Process Optimization

Optimization for the trigeneration of industrial waste

Many corporations are moving toward sustainable operations for their processes. One alternative pathway to reduce fossil fuels consumption in a processing plant is through harvesting waste heat from industrial waste through combined heat and power (CHP), or what is commonly known as cogeneration or polygeneration.

University of Nottingham Malaysia, Center for Green Technologies: Chua, X. Y.  |  Foo, D.C.Y.  |  Ramanath, T.

Many corporations are moving toward sustainable operations for their processes. One alternative pathway to reduce fossil fuels consumption in a processing plant is through harvesting waste heat from industrial waste through combined heat and power (CHP), or what is commonly known as cogeneration or polygeneration. Apart from reducing the dependency on fossil fuels and, subsequently, the plant’s operating costs, the CHP scheme also helps to mitigate carbon dioxide (CO2) emissions, which are major pollutants contributing to the greenhouse gas (GHG) effect. This waste-to-energy (WtE) pathway is an efficient way to supply thermal and electrical energy simultaneously for usage in the plant.

This article demonstrates a WtE project in a synthetic rubber plant where waste heat is harvested from the plant’s industrial waste. An optimization framework known as an automated targeting model (ATM) was used to simultaneously optimize the trigeneration potential and its waste inventory system. The ATM is linear in nature and may be executed easily using Excel and its Solver optimization toolbox.

The CHP system. 

A CHP (or cogeneration) system allows the generation of heat and power in a more efficient way. In general, it offers higher thermal efficiency over conventional facilities. For instance, conventional power generation has an efficiency lower than 50%, while that of cogeneration can achieve 90%.1 A CHP facility is considered environmentally friendly due to its lower CO2 emissions intensity per unit of power output. In the past few decades, many industrial processes have installed CHP facilities to improve energy efficiency.

The typical configuration of a steam system with a CHP scheme is shown in FIG. 1. As illustrated, very-high-pressure steam (VHPS) is generated in the steam boiler or heat recovery steam generator (HRSG) for power generation purposes and is then expanded through a non-condensing steam turbine to lower pressure levels as high-pressure steam (HPS), medium-pressure steam (MPS) and low-pressure steam (LPS). Electricity can then be produced in the form of cogeneration potential via turbo generators or shaft power via direct machine drivers due to the pressure reduction in the steam turbine across the header levels.

FIG. 1. A steam system with CHP.
FIG. 1. A steam system with CHP.

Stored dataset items
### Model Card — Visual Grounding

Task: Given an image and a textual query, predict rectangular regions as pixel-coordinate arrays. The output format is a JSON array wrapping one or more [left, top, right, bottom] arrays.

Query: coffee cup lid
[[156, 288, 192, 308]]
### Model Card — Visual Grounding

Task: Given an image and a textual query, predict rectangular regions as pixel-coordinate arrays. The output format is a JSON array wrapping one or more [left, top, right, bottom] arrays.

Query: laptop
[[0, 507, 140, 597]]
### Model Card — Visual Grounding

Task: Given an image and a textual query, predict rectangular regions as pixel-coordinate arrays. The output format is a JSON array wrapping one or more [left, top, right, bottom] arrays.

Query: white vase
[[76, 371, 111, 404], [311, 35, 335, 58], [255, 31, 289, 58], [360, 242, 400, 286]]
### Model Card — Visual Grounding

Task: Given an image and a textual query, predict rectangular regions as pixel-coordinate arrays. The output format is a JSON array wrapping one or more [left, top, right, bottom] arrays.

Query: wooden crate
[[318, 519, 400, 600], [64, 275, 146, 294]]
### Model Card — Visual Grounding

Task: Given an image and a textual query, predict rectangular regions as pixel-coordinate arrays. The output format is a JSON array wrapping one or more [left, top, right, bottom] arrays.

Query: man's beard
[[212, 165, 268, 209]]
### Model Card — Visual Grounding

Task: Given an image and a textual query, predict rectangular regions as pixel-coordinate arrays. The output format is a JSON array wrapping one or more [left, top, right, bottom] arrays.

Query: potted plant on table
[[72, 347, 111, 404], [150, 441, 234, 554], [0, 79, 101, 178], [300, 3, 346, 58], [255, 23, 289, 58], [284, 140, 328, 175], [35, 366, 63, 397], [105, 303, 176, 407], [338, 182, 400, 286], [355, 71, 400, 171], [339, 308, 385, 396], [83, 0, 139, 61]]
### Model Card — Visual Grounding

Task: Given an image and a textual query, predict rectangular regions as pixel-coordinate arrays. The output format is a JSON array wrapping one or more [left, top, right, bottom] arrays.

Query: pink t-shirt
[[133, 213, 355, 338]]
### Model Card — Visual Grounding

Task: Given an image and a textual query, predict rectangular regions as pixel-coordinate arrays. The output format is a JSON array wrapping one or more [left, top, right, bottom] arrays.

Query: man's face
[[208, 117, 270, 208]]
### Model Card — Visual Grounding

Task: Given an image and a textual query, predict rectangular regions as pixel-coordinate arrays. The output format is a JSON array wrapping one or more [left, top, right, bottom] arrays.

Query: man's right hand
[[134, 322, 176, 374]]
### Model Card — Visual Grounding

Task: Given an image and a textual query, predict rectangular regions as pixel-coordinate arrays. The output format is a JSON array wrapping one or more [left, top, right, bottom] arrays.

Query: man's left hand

SET OF TASKS:
a. In the waste-heat article, which tools can be used to run the automated targeting model?
b. Write the next paragraph of the waste-heat article, picking up right after its final line.

RESPONSES FOR EACH TASK:
a. Excel and its Solver optimization toolbox.

b.
Conventional methods for evaluating cogeneration potential involve nonlinear models and are, therefore, discouraged. Several shortcut optimization methods based on process integration techniques have been proposed and have attracted increasing awareness in recent years. Process integration techniques have long been recognized as a systematic design method to enhance the energy efficiency of processing plants. This may be defined as a holistic approach to design and operation that emphasizes the unity of the process.2,3 Process integration was developed in the 1970s as a systematic design tool for a heat recovery system and was later extended in the 1980s for use in other energy-intensive processes. In the 1990s and 2000s, process integration was extended into various waste minimization initiatives, such as water recovery, hydrogen networks and property integration.4 It can also be found in various chemical engineering design textbooks.5,6

More recently, several process integration toolboxes have been developed for cogeneration targeting in a CHP system. One among them is the graphical tool of cogeneration pinch diagram7 (FIG. 2), which is a shortcut method that allows the identification of maximum cogeneration potential based on enthalpy values of the steam headers. Even though this graphical tool provides valuable insights for process designers, it suffers from inaccuracy issues and can be cumbersome. Therefore, algebraic and optimization toolboxes were later developed as alternatives to overcome the limitations of their graphical counterpart.8 The optimization toolbox of an ATM is particularly valuable due to its flexible nature in setting different objective functions, such as maximum cogeneration potential or cost optimization. As the ATM is a linear program (LP), it can be easily implemented using Excel via the optimization toolbox Solver add-in. An ATM has been demonstrated in evaluating different cogeneration schemes of a sulfuric acid recovery plant, as well as the simultaneous targeting of cogeneration potential and waste inventory.9,10

FIG. 2. A cogeneration pinch diagram.
FIG. 2. A cogeneration pinch diagram.

 

In this article, the ATM was used to evaluate the trigeneration potential and CO2 reduction for a WtE project in a synthetic rubber plant.

Methodology. 

A generic framework of the ATM for cogeneration targeting is shown in FIG. 3. The steps for using the ATM are:

  1. Step 1: Level k steam headers are arranged in decreasing order based on their specific enthalpy (Hk)—the latter is a function of its steam pressure.
  2. Step 2: At each level k, steam sources from external fuel (Fs, ), waste (FW, ) and process stream demand (FD, ) are located.
  3. Step 3: The net steam flowrate (FSTM, k) is determined at each level k from the difference between steam sources and demands. This is shown in Eq. 1:
           FSTM,k = Fs,k + FW,k – FD,k     k          (1)

  4. Step 4: The steam cascade is formed by accumulating the net steam flowrate to the next level. The cumulated steam flowrates (δk across all levels are described in Eq. 2. To ensure a feasible steam cascade, no negative flowrates are allowed at any level, as described by Eq. 3:

           δk = δk–1 + FSTM,k      k          (2)
           δk ≥ 0       k                             (3)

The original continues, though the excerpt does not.